ACTIVITIES
1) According to the tortoise text, how long can some tortoise species live?
2) Pick up the tortoise text after its last sentence and continue it.

-------- READING TEXT --------

This is Koopa reading about his history.  Tortoises are some of the longest lived terrestrial animals, some species can live for one to two hundred years.  Tortoises are not all giant like the Galapagos Giant Tortoise, Aldabra Tortoises and Suclata Tortoises, some are small like the Desert Tortoise.  To be a tortoise - or not to be - is a question of being terrestrial.  Turtles are aquatic; pond turtles, snapping turtles, sea turtles. Tortoises are terrestrial; desert tortoises, rainforest tortoises, grassland tortoises.  To be a tortoise is to be a specialized terrestrial turtle.  Let me clarify further, a tortoise is a turtle.  A turtle is NOT a tortoise.  From here you may ask, did a turtle become specialized over millions of years to become exclusively terrestrial and create a family of tortoises who are all related to each other? 
The answer to that question is no.  Tortoises have each converged on an exclusively terrestrial lifestyle from many different independant turtle families.  A sulcata is not more closely related to another tortoise because they're both terrestrial - they could be related because they share common ancestors in the same region - but is most likely more closely related to a turtle species in a different habitat in that same region, which could be extant or extinct.  The key to surviving is to capitalize on individual mutations that you posses and exploit them in a habitat with less competition for resources.  This is what tortoises have done, they acquired traits like armored limbs for burrowing, keen senses of smell and sensitivity to color, and a lengthened intestinal tract for digesting plant matter versus a high protein diet which enabled them to survive in new environments where there are less turtles competing for the same resources.

-------- EXTRACTED ENTRIES --------

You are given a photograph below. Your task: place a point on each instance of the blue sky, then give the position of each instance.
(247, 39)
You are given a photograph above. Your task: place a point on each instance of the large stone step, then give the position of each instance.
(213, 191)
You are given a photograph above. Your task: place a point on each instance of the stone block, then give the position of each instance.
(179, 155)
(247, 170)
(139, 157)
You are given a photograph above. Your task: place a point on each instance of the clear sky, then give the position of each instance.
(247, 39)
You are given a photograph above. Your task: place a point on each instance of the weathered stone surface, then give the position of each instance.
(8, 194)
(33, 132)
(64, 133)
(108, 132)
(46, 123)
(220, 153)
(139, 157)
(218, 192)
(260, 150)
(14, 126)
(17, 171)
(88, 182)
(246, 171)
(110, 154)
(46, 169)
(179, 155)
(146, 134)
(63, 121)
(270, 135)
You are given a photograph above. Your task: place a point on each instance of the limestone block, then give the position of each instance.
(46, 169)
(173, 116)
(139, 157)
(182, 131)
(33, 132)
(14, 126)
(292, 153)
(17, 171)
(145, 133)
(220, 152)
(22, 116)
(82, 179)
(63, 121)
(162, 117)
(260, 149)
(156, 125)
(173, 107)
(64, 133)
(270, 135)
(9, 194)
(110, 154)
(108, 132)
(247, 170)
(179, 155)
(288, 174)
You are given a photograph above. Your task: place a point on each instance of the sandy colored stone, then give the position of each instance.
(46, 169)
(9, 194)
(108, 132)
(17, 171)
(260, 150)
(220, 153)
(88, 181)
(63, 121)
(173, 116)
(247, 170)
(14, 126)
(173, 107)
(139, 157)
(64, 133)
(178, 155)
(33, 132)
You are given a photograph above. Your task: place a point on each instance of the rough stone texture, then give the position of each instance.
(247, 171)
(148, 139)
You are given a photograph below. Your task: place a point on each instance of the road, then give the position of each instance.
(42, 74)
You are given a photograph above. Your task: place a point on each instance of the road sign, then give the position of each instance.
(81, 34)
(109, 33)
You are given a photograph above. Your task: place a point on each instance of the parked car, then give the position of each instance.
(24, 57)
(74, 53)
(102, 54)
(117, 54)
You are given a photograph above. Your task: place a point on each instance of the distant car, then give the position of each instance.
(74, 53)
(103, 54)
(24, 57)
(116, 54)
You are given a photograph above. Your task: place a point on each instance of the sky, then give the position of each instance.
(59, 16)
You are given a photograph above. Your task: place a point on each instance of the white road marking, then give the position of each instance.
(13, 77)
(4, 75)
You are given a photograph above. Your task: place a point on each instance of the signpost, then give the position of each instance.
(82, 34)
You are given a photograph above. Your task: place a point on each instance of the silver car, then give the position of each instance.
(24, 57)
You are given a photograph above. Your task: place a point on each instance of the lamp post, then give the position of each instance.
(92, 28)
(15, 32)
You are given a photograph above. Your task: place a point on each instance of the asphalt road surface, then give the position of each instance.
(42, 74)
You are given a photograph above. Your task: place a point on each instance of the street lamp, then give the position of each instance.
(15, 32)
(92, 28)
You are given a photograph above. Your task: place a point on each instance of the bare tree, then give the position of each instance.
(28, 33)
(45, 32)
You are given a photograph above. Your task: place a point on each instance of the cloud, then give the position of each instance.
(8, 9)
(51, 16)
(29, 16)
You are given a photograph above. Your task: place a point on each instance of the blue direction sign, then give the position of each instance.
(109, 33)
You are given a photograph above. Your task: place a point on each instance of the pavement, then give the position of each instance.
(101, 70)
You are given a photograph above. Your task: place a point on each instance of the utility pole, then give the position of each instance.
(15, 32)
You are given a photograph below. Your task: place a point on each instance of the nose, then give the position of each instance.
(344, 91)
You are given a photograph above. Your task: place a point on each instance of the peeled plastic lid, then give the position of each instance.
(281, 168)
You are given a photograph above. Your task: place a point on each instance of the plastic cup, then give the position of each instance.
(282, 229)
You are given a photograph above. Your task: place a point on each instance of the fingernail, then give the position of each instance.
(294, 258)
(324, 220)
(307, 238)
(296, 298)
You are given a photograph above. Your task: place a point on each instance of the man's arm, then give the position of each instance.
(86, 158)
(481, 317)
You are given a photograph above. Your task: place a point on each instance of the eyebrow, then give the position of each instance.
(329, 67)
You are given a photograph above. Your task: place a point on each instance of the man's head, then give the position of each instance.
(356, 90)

--------

TASK-BY-TASK OUTPUTS
1) Some species can live for one to two hundred years.

2)
I want to note that tortoises did not choose to acquire these traits because they thought they would be good to have to survive in harsh environments, these characters were acquired randomly through genetic mutations in DNA that created many different outcomes.  Some proto-tortioses did not get dealt the right genetic hand to succeed in a hot, dry, protein deficient environment and they died - but a few did get the right hand, completely randomly in a random order over huge lengths of time and succeeded.

Another note is that gigantisism in tortoises is not commonplace, there are factors selecting for gigantisism or else there are a relaxation of factors selecting for small size.  Sulcatas are likely giant because once an individual reaches a certain size a lion can not break the shell open with its jaws, so gigantisism has been selected for as a tool for surviving with large predators.  Galapagos tortoises are the other example, there was no selection for staying small to avoid getting spotted and eaten by predators, because there are no predators like large birds of prey or giant cats, so selection was relaxed and the species became a giant species.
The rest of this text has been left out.